[SUPPLIED MATERIAL]
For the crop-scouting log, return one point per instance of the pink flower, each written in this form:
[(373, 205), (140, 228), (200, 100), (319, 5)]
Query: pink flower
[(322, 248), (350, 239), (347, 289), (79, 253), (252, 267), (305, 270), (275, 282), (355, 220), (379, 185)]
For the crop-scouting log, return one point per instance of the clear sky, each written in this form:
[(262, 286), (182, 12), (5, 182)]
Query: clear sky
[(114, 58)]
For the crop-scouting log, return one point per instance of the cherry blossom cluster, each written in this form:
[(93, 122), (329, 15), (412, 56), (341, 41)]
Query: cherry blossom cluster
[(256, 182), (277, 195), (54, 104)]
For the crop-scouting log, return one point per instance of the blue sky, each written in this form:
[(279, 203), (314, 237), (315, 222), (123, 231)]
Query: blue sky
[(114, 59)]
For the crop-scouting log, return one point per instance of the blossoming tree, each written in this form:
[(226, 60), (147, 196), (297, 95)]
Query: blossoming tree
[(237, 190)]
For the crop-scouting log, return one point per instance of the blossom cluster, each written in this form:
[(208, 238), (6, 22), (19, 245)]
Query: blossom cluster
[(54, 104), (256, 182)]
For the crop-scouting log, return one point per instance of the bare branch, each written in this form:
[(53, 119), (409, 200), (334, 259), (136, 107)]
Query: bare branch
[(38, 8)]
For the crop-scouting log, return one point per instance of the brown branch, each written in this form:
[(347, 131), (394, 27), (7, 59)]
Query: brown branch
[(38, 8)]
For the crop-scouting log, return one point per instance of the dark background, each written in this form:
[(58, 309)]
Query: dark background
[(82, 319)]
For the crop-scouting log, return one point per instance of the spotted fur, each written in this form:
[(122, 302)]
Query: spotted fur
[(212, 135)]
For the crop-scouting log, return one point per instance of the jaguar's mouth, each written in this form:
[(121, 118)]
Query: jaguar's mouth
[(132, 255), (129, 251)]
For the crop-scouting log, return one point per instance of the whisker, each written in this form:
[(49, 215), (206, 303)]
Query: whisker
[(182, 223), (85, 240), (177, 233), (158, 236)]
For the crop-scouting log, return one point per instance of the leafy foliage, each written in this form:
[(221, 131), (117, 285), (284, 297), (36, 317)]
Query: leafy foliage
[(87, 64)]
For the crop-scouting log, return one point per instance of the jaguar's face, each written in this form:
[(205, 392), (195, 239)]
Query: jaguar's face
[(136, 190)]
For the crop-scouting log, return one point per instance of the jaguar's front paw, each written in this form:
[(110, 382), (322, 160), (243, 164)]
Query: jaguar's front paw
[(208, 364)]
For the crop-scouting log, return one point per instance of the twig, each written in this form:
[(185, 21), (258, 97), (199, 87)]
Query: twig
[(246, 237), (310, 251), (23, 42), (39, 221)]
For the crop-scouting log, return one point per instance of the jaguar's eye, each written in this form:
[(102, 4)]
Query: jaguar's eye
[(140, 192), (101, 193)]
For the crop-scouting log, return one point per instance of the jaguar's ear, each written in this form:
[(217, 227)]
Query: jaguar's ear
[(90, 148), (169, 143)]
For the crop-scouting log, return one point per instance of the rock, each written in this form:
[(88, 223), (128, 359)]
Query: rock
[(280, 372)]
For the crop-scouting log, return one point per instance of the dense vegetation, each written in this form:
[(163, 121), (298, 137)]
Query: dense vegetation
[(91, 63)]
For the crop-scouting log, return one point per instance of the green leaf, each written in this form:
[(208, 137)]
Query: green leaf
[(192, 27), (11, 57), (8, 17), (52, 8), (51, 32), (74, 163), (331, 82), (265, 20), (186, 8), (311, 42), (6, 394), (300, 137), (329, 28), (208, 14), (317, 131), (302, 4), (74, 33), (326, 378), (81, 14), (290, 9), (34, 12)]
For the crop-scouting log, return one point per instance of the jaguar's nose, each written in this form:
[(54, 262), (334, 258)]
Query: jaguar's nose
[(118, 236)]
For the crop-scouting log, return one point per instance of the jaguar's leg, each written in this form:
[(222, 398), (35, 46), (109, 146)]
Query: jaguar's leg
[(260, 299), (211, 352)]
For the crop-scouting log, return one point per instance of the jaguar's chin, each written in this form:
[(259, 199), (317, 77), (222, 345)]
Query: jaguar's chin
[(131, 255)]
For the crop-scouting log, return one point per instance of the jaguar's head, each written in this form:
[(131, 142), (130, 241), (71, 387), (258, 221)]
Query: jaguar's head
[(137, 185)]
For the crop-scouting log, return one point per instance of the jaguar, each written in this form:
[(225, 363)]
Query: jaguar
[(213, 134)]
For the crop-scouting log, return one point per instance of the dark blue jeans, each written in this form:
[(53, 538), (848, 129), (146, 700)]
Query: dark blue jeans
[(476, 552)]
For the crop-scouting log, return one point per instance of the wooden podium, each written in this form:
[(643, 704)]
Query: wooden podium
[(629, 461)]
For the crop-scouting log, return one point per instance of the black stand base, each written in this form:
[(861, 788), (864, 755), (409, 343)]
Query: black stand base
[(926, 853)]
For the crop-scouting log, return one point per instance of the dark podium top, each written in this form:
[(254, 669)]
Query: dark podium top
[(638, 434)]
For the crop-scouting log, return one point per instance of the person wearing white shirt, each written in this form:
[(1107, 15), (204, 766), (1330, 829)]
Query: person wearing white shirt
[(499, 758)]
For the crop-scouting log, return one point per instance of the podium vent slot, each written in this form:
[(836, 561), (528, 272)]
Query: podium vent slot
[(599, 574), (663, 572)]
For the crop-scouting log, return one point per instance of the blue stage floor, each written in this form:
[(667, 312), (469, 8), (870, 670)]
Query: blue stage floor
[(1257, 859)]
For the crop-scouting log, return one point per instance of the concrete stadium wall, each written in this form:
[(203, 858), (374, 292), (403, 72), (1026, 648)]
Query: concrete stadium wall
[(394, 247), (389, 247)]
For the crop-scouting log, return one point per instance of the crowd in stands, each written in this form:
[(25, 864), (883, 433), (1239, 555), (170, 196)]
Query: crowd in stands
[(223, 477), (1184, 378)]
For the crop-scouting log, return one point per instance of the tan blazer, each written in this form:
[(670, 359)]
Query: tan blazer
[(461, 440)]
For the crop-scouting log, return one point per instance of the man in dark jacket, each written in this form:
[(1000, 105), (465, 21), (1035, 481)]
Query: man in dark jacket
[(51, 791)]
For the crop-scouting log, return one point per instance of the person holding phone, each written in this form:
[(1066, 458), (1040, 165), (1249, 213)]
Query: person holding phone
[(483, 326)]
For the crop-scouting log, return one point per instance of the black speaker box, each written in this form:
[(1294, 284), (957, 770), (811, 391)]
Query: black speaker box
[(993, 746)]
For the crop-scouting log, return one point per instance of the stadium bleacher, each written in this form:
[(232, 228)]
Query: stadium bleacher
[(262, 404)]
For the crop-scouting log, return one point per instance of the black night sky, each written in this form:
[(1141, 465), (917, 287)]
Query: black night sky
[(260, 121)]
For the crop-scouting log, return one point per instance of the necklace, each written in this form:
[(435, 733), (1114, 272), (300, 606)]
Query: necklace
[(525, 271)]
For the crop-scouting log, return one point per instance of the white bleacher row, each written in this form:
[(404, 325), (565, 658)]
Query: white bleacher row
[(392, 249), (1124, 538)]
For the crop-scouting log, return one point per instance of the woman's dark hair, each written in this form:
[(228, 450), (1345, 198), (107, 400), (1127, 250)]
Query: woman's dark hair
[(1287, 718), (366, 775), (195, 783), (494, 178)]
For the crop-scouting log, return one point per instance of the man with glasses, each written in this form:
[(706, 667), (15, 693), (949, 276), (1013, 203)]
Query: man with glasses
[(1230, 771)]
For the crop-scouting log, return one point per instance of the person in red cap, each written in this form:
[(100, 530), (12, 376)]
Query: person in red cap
[/SUPPLIED MATERIAL]
**WHAT IS NEEDED**.
Scan the entries above for the line containing "Query: podium vent slot", and copy it and all lines after it exactly, down to and including the line containing "[(404, 325), (565, 658)]".

**WRITTEN ANSWER**.
Query: podium vent slot
[(599, 574), (663, 572)]
For the crop-scouting log, return one point per instance of the blue stage floor, each written in this form:
[(667, 312), (469, 8), (870, 670)]
Query: blue stage floor
[(1257, 859)]
For the crop-scouting log, return one point per instance of the concrete stadium wall, each written in this form:
[(203, 858), (374, 292), (403, 72), (1026, 648)]
Query: concrete stadium wall
[(394, 247), (389, 247)]
For the crop-scouting log, return one point per instance of the crowd in stands, each written in this form:
[(25, 864), (883, 433), (1239, 555), (170, 196)]
Query: crowd in stands
[(223, 477), (1184, 378)]
For the crop-scouting log, return one point per instance of the tan blazer, each written in this form:
[(670, 359)]
Query: tan blazer
[(461, 440)]
For the crop-scouting log, return one point per instance of the man in dark jacket, each written in this form:
[(1000, 105), (465, 21), (1035, 481)]
Query: man in dark jacket
[(51, 791)]
For the crop-scouting log, return one point per instance of the person holding phone, each written in this form:
[(1066, 458), (1040, 165), (1249, 213)]
Query: person holding phone
[(483, 326)]
For the crop-scouting log, return one point per instance of the black speaker box, each written in this form:
[(1294, 284), (957, 770), (811, 391)]
Query: black speaker box
[(993, 746)]
For the crop-scouting log, return one point per instance of the stadium bleacher, each written in this form:
[(232, 228)]
Query: stadium bleacher
[(262, 404)]
For the crop-scouting log, return one point per instance of the black night sky, each written in this form:
[(1141, 465), (917, 287)]
Query: black night sky
[(260, 121)]
For the crop-scouting log, return one point per instance of the necklace, each written in this form:
[(435, 733), (1114, 272), (300, 606)]
Query: necklace
[(525, 271)]
For the crop-scouting log, return one point per instance of the white bleacher row, each written in this form:
[(404, 325), (565, 658)]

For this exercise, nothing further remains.